— start —

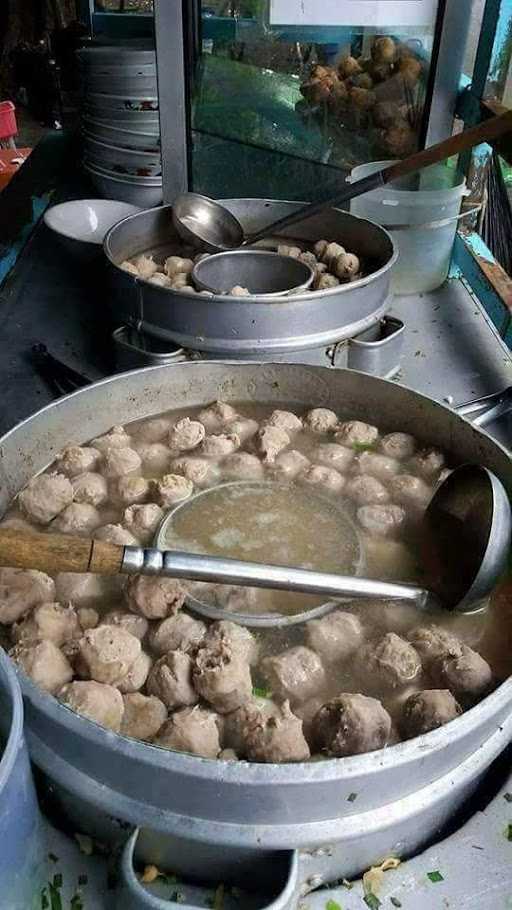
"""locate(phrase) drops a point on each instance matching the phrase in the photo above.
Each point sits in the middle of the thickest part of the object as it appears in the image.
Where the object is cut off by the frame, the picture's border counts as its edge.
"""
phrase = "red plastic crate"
(8, 125)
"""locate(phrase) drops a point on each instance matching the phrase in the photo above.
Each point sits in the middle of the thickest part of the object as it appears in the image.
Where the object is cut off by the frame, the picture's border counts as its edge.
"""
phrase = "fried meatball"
(90, 488)
(176, 633)
(321, 420)
(296, 674)
(45, 497)
(351, 725)
(76, 519)
(153, 597)
(334, 637)
(143, 520)
(221, 675)
(143, 716)
(366, 490)
(428, 710)
(191, 730)
(173, 488)
(44, 663)
(21, 590)
(49, 622)
(108, 652)
(98, 702)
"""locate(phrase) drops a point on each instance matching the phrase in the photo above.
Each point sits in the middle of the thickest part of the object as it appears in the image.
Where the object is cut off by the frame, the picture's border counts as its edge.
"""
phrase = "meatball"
(98, 702)
(351, 725)
(398, 445)
(321, 420)
(108, 652)
(170, 680)
(185, 435)
(192, 730)
(177, 633)
(366, 490)
(45, 497)
(154, 598)
(381, 521)
(355, 433)
(277, 737)
(326, 479)
(77, 518)
(120, 461)
(294, 675)
(289, 465)
(21, 590)
(44, 663)
(90, 488)
(143, 716)
(173, 488)
(335, 637)
(143, 520)
(466, 674)
(428, 710)
(49, 622)
(242, 466)
(221, 675)
(270, 441)
(391, 662)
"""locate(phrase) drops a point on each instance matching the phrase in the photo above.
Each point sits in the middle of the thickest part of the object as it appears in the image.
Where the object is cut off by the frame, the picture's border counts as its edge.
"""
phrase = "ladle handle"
(58, 553)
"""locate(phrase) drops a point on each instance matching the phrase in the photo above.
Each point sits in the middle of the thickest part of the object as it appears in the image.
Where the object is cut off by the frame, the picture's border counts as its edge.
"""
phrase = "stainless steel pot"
(259, 328)
(342, 814)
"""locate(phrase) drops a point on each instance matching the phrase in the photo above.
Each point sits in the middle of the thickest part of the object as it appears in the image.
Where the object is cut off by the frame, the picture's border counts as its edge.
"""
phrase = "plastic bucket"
(423, 222)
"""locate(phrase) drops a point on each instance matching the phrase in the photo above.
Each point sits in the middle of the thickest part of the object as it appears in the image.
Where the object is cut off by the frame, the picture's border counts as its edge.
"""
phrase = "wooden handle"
(58, 553)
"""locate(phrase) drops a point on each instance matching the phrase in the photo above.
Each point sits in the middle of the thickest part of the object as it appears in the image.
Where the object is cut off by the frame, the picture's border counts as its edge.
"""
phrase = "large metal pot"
(257, 328)
(402, 794)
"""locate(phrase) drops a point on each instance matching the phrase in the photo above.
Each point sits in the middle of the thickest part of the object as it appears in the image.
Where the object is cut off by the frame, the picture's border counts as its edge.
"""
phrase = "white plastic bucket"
(423, 223)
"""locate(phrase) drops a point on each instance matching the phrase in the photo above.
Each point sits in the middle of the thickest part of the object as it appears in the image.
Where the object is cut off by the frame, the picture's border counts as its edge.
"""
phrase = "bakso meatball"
(242, 466)
(44, 663)
(49, 622)
(366, 490)
(428, 710)
(296, 674)
(90, 488)
(121, 460)
(270, 441)
(98, 702)
(381, 521)
(170, 680)
(75, 460)
(143, 520)
(351, 725)
(108, 652)
(130, 490)
(221, 675)
(153, 597)
(466, 674)
(143, 716)
(173, 488)
(45, 497)
(334, 637)
(398, 445)
(333, 455)
(326, 479)
(185, 435)
(21, 590)
(77, 518)
(277, 737)
(191, 730)
(321, 420)
(391, 662)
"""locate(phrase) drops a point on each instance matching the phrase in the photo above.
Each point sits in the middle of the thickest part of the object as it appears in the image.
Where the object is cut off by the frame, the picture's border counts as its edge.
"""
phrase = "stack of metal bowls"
(120, 123)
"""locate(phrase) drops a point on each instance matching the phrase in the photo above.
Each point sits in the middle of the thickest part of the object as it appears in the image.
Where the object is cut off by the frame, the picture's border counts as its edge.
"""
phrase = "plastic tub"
(423, 223)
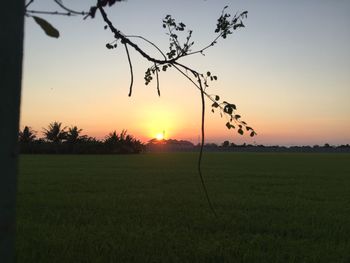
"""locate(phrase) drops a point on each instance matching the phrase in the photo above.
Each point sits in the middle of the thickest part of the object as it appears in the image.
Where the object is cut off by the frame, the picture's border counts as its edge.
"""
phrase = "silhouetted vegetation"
(58, 140)
(170, 145)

— end —

TO DO
Set down every record once more, word for word, without pictures.

TASK OUTPUT
"""locate(phrase) drops a point on each instance matching the phrase in the photo above.
Each point sits in the middle of the thickest part of the object as it appears in the image.
Where the object is cut off by the frame, the picture's border counts as its edge.
"""
phrase = "red plastic crate"
(8, 125)
"""locate(phrase) drops a point on each instance matching the phrase in the photo above.
Each point sits in the middle of the thickest part of the object as it appears in the image.
Where the object is cut off by the frame, the picture's border counts as its edge.
"""
phrase = "fried meatball"
(90, 488)
(176, 633)
(321, 420)
(296, 674)
(45, 497)
(351, 725)
(76, 519)
(153, 597)
(334, 637)
(143, 520)
(221, 675)
(143, 716)
(366, 490)
(428, 710)
(191, 730)
(173, 488)
(44, 663)
(21, 590)
(49, 622)
(108, 652)
(98, 702)
"""locate(phrase) drops a point on each instance matching the phrase in the photo above.
Each point sits in the middle of the thickest part of the object as it appears in the image.
Where the object is cut off by the frame, the picture's border counts as its edge.
"""
phrase = "meatball"
(98, 702)
(351, 725)
(398, 445)
(321, 420)
(108, 652)
(170, 680)
(185, 435)
(192, 730)
(177, 633)
(366, 490)
(45, 497)
(154, 598)
(381, 521)
(355, 433)
(277, 737)
(326, 479)
(77, 518)
(120, 461)
(294, 675)
(289, 465)
(21, 590)
(44, 663)
(90, 488)
(143, 716)
(173, 488)
(335, 637)
(143, 520)
(466, 674)
(428, 710)
(49, 622)
(242, 466)
(221, 675)
(270, 441)
(391, 662)
"""locate(phrase) drops a point on each instance matching the phrase in the photo above.
Each point sits in the middle of the thickest part of the object as it appears in the image.
Where the object is cut off by the frame, the picture's border counts as its edge.
"""
phrase = "ladle handle"
(58, 553)
"""locate(phrase) drops a point on each instance matching the phrase in the photo above.
Each point sits in the middle of the thickest part of the object as it appears in the image.
Where the object is cut off by the frame, the picture's border counts as its edge.
"""
phrase = "stainless steel pot"
(259, 328)
(342, 814)
"""locate(phrase) drops a point on each instance matching the phrase in the photo above.
Each point sits in the middle of the thickest part of the object as it appears in the image.
Where the object is cut off by the frame, the picture's border counts as its edge.
"""
phrase = "plastic bucket"
(423, 222)
"""locate(phrase) drops a point on each instance matching the phrase in the photo above.
Each point sits in the middle of the thickest part of the object as it appears in the image.
Where the object is cut off by the frame, the picture's border counts as its edge.
"""
phrase = "wooden handle"
(58, 553)
"""locate(phrase) drops a point on each instance matching the phrase in the photo above.
Each point sits in the middle of the thickest part of the object as it appears in the image.
Where the object is cut off by the frame, the picture's border counts as its edge.
"""
phrase = "large metal pot"
(257, 328)
(402, 794)
"""locate(phrase) drops a point on each instance matching the phrase in the photo above.
Each point sits in the middle of the thickest part of the object as it appears in the image.
Where the object is cut off by the frame, the picture's border counts as its edge.
"""
phrase = "white plastic bucket"
(423, 223)
"""locate(phrase) drops a point on each instance matching the phrase in the photo above.
Each point sits in the middle of the thickest part of the object as it appears in the image.
Where the object is cut off by the frame, the picture's border counts as its edge.
"""
phrase = "bakso meatball"
(242, 466)
(44, 663)
(49, 622)
(366, 490)
(428, 710)
(296, 674)
(90, 488)
(121, 460)
(270, 441)
(98, 702)
(381, 521)
(170, 680)
(75, 460)
(143, 520)
(351, 725)
(108, 652)
(130, 490)
(221, 675)
(153, 597)
(466, 674)
(143, 716)
(173, 488)
(45, 497)
(334, 637)
(398, 445)
(333, 455)
(326, 479)
(185, 435)
(21, 590)
(77, 518)
(277, 737)
(191, 730)
(321, 420)
(391, 662)
"""locate(phrase) drops a point on each instance matching the phrase in the photo above.
Each point sits in the middle of the thickest part of the object as it appears in the image.
Where the object is cut off by the frame, the picture's border counts as its edge.
"""
phrase = "stack of metal bowls"
(120, 123)
"""locate(phrase) drops a point on each instance matching the phrase in the photo above.
Each point sits in the middle of the thickest part of the object as it appears in the image.
Where the object is cut off by the frame, the picture's border counts as its edge.
"""
phrase = "plastic tub"
(423, 223)
"""locate(phrase) drops a point on each instance matching the phrase in the photo above.
Each point sits in the middle of the thickest part of the object as it appears in the image.
Where the object is cut off by the frame, the picture's border counts as its edge.
"""
phrase = "silhouetted vegetation"
(58, 140)
(170, 145)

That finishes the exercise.